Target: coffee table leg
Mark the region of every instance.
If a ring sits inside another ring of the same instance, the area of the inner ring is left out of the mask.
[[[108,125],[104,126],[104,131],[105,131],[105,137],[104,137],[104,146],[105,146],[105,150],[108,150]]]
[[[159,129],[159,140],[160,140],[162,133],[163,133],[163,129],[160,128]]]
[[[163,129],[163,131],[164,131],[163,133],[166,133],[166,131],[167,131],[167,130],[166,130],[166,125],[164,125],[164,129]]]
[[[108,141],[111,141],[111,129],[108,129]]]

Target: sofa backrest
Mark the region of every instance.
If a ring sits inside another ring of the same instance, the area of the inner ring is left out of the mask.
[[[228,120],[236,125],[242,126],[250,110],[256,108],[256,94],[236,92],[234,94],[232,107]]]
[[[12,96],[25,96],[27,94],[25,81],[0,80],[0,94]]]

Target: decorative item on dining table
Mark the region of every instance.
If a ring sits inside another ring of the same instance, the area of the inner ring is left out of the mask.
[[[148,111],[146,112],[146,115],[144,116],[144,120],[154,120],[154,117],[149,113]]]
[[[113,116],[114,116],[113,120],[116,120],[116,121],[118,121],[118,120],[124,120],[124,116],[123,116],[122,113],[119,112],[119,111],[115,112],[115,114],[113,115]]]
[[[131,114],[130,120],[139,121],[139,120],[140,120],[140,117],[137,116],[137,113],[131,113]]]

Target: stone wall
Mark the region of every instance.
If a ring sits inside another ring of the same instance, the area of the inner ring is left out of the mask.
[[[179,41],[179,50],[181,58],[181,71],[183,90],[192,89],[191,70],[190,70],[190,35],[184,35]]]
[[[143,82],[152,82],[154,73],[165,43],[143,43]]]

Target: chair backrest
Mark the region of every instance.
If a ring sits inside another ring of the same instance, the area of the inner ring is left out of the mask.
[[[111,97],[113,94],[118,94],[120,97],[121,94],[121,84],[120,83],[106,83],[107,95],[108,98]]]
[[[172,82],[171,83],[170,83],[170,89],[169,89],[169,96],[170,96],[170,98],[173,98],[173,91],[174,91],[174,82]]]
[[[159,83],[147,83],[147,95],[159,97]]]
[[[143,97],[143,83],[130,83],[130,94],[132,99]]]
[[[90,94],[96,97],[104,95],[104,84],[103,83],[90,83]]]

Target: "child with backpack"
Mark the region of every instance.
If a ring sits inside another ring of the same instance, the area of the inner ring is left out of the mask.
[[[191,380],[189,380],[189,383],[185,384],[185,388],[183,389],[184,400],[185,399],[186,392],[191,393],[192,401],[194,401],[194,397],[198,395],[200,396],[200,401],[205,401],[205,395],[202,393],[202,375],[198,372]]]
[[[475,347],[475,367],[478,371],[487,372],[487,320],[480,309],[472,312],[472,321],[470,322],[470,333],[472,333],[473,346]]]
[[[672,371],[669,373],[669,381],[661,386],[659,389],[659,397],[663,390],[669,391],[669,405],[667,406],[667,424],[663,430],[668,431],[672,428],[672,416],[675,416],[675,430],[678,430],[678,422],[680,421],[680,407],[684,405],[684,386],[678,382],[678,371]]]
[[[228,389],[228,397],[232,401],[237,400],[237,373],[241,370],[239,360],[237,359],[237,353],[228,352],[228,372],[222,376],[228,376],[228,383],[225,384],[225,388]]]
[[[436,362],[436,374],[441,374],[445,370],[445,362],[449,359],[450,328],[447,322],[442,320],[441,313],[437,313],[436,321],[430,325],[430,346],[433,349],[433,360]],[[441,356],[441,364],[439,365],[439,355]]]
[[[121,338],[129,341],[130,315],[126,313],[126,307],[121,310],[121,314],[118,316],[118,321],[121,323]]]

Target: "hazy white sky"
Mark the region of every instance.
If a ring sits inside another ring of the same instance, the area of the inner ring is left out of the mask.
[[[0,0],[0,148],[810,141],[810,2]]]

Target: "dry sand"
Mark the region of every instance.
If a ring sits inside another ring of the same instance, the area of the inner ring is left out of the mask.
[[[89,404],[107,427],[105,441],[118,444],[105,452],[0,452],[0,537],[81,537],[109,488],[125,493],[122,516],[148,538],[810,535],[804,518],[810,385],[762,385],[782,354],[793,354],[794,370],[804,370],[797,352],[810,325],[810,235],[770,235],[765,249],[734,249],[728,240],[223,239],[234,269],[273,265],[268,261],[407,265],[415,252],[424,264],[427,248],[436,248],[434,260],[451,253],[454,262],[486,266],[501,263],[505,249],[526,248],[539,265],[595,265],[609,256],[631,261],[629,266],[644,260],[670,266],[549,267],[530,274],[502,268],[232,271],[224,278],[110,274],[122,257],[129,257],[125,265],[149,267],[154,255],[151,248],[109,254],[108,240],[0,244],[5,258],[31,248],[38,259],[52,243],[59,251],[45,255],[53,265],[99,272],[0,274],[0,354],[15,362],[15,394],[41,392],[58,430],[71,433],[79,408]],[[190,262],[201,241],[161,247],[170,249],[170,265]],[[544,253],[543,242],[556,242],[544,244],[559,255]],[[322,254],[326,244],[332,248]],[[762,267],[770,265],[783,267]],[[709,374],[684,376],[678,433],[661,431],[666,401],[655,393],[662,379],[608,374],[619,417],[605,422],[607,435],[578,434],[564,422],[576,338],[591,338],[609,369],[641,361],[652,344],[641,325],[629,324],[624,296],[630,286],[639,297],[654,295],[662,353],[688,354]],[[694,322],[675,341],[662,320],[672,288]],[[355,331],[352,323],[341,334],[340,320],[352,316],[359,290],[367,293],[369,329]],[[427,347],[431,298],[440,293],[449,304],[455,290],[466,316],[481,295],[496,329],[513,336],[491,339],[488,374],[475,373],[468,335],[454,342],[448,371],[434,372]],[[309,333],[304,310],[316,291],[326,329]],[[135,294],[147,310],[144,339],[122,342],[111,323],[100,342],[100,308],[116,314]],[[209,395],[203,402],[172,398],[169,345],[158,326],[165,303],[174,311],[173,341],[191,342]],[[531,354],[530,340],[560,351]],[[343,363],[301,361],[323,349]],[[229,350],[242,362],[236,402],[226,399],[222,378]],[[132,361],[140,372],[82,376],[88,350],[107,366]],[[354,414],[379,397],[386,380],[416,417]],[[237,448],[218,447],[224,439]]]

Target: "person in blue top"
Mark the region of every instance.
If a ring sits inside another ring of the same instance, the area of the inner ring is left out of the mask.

★ ★ ★

#### TASK PROMPT:
Can you set out all the lines above as a Markdown table with the columns Row and Line, numbering each line and skipping the blank ones?

#### EXERCISE ANSWER:
| Row | Line |
|---|---|
| 1 | Target: coffee table leg |
| 2 | Mark the region of every instance. |
| 3 | If a ring sits inside another ring of the same instance, the area of the inner ring is left out of the mask. |
| 4 | [[[108,125],[104,126],[104,131],[105,131],[105,137],[104,137],[104,146],[105,146],[105,150],[108,150]]] |
| 5 | [[[159,129],[159,140],[160,140],[162,133],[163,133],[163,129],[160,128]]] |
| 6 | [[[163,129],[163,131],[164,131],[163,133],[166,133],[166,131],[167,131],[167,130],[166,130],[166,125],[164,125],[164,129]]] |
| 7 | [[[108,141],[111,141],[111,129],[108,129]]] |
| 8 | Target: sofa backrest |
| 9 | Mark the region of every instance. |
| 10 | If a ring sits inside another ring of the same instance, the area of the inner ring is left out of the mask. |
| 11 | [[[228,120],[236,125],[242,126],[250,110],[256,108],[256,94],[236,92],[234,94],[232,107]]] |
| 12 | [[[12,96],[25,96],[27,94],[25,81],[0,80],[0,94]]] |
| 13 | Target: decorative item on dining table |
| 14 | Mark the region of every instance. |
| 15 | If a ring sits inside another ring of the same instance, the area of the inner ring is left out of the mask. |
| 16 | [[[148,111],[146,112],[146,115],[144,116],[144,120],[154,120],[154,117],[149,113]]] |
| 17 | [[[113,116],[114,116],[113,120],[116,120],[116,121],[118,121],[118,120],[124,120],[124,116],[123,116],[122,113],[119,112],[119,111],[115,112],[115,114],[113,115]]] |
| 18 | [[[131,114],[130,120],[139,121],[139,120],[140,120],[140,117],[137,116],[137,113],[131,113]]] |
| 19 | Target: stone wall |
| 20 | Mark the region of every instance. |
| 21 | If a ring sits inside another ring of the same instance, the area of the inner ring is left out of the mask. |
| 22 | [[[179,41],[179,50],[181,58],[181,71],[183,90],[192,89],[191,70],[190,70],[190,35],[184,35]]] |
| 23 | [[[143,82],[152,82],[154,73],[165,43],[143,43]]] |
| 24 | Target: chair backrest |
| 25 | Mark the region of every instance. |
| 26 | If a ring sits inside another ring of the same instance, the area of the inner ring is left out of the mask. |
| 27 | [[[111,97],[113,94],[118,94],[120,97],[121,94],[121,84],[120,83],[106,83],[107,95],[108,98]]] |
| 28 | [[[172,82],[171,83],[170,83],[170,89],[169,89],[169,96],[170,96],[170,98],[173,98],[173,91],[174,91],[174,82]]] |
| 29 | [[[159,83],[147,83],[147,95],[159,97]]] |
| 30 | [[[143,97],[143,83],[130,83],[130,94],[132,99]]] |
| 31 | [[[90,94],[96,97],[104,95],[104,84],[103,83],[90,83]]] |
| 32 | Target: "child with backpack" |
| 33 | Mark the region of every instance. |
| 34 | If a ring sits inside another ring of the same instance, the area of the inner ring is left out of the mask. |
| 35 | [[[191,380],[189,380],[189,383],[185,384],[185,388],[183,389],[184,400],[185,399],[186,392],[191,393],[192,401],[194,401],[194,397],[198,395],[200,396],[200,401],[205,401],[205,395],[202,393],[202,375],[198,372]]] |
| 36 | [[[475,347],[475,367],[478,371],[487,372],[487,320],[480,309],[472,312],[472,321],[470,322],[470,333],[472,333],[473,346]]] |
| 37 | [[[672,371],[669,373],[669,381],[661,386],[659,389],[659,397],[663,390],[669,391],[669,405],[667,406],[667,424],[663,430],[668,431],[672,428],[672,416],[675,416],[675,430],[678,430],[678,422],[680,421],[680,407],[684,405],[684,386],[678,382],[678,371]]] |
| 38 | [[[228,389],[228,397],[232,401],[237,400],[237,373],[241,370],[239,360],[237,359],[237,353],[228,352],[228,372],[222,376],[228,376],[228,383],[225,384],[225,388]]] |
| 39 | [[[436,362],[436,374],[441,374],[445,370],[445,362],[449,359],[450,328],[447,322],[442,320],[441,313],[437,313],[436,321],[430,325],[430,346],[433,349],[433,360]],[[441,356],[441,364],[439,365],[439,355]]] |
| 40 | [[[121,338],[129,341],[130,315],[126,313],[126,307],[121,310],[121,314],[118,316],[118,321],[121,323]]] |
| 41 | Target: "hazy white sky" |
| 42 | Mark the region of every instance. |
| 43 | If a ring sits inside another ring of the same instance, the area of the inner ring is left out of the mask. |
| 44 | [[[0,0],[0,148],[810,141],[810,2]]] |
| 45 | Target: "dry sand" |
| 46 | Mark the region of every instance. |
| 47 | If a ring sits inside another ring of the same instance, the area of the inner ring is left out of the mask. |
| 48 | [[[89,404],[107,427],[105,441],[118,444],[105,452],[0,452],[0,537],[81,537],[109,488],[125,493],[122,516],[148,538],[810,535],[804,518],[810,385],[762,385],[782,354],[793,354],[794,370],[804,370],[797,352],[810,325],[810,235],[770,235],[765,249],[734,249],[728,240],[223,239],[234,269],[273,265],[268,261],[407,265],[415,252],[424,264],[427,248],[436,248],[434,260],[451,253],[454,262],[486,266],[501,263],[505,249],[526,248],[539,265],[595,265],[609,256],[631,261],[629,266],[644,260],[670,266],[549,267],[530,274],[502,268],[232,271],[224,278],[110,274],[122,257],[129,257],[125,265],[149,267],[154,255],[151,248],[109,254],[108,240],[0,244],[5,258],[31,248],[38,259],[52,243],[59,251],[45,255],[53,265],[99,272],[0,274],[0,354],[15,362],[15,394],[41,392],[58,430],[71,433],[79,408]],[[190,262],[201,241],[161,247],[170,249],[170,265]],[[544,253],[543,242],[556,242],[544,244],[559,255]],[[322,254],[326,244],[332,248]],[[762,267],[770,265],[783,267]],[[709,374],[684,376],[678,433],[661,431],[666,401],[655,393],[662,379],[608,374],[619,417],[605,422],[607,435],[578,434],[564,422],[576,338],[591,338],[609,369],[641,361],[652,344],[641,325],[629,324],[624,296],[630,286],[639,297],[654,295],[662,353],[688,354]],[[694,322],[675,341],[662,320],[672,288]],[[355,331],[352,323],[341,334],[340,320],[352,316],[359,290],[367,293],[369,329]],[[427,347],[431,298],[440,293],[449,304],[455,290],[466,316],[481,295],[496,329],[513,336],[491,339],[488,374],[475,373],[468,335],[454,342],[448,371],[434,372]],[[309,333],[304,310],[316,291],[326,329]],[[135,294],[147,310],[144,339],[122,342],[111,323],[100,342],[100,308],[116,314]],[[209,395],[203,402],[172,398],[169,345],[158,326],[165,303],[174,311],[173,341],[191,342]],[[531,354],[530,340],[560,351]],[[343,363],[301,361],[323,349]],[[229,350],[242,362],[236,402],[226,399],[222,378]],[[132,361],[140,372],[82,376],[88,350],[107,366]],[[354,414],[379,397],[386,380],[416,417]],[[237,448],[218,447],[224,439]]] |
| 49 | Target: "person in blue top" |
| 50 | Mark the region of every instance. |
| 51 | If a ring sits inside another ring of the same instance, the area of the inner ring is left out of the mask. |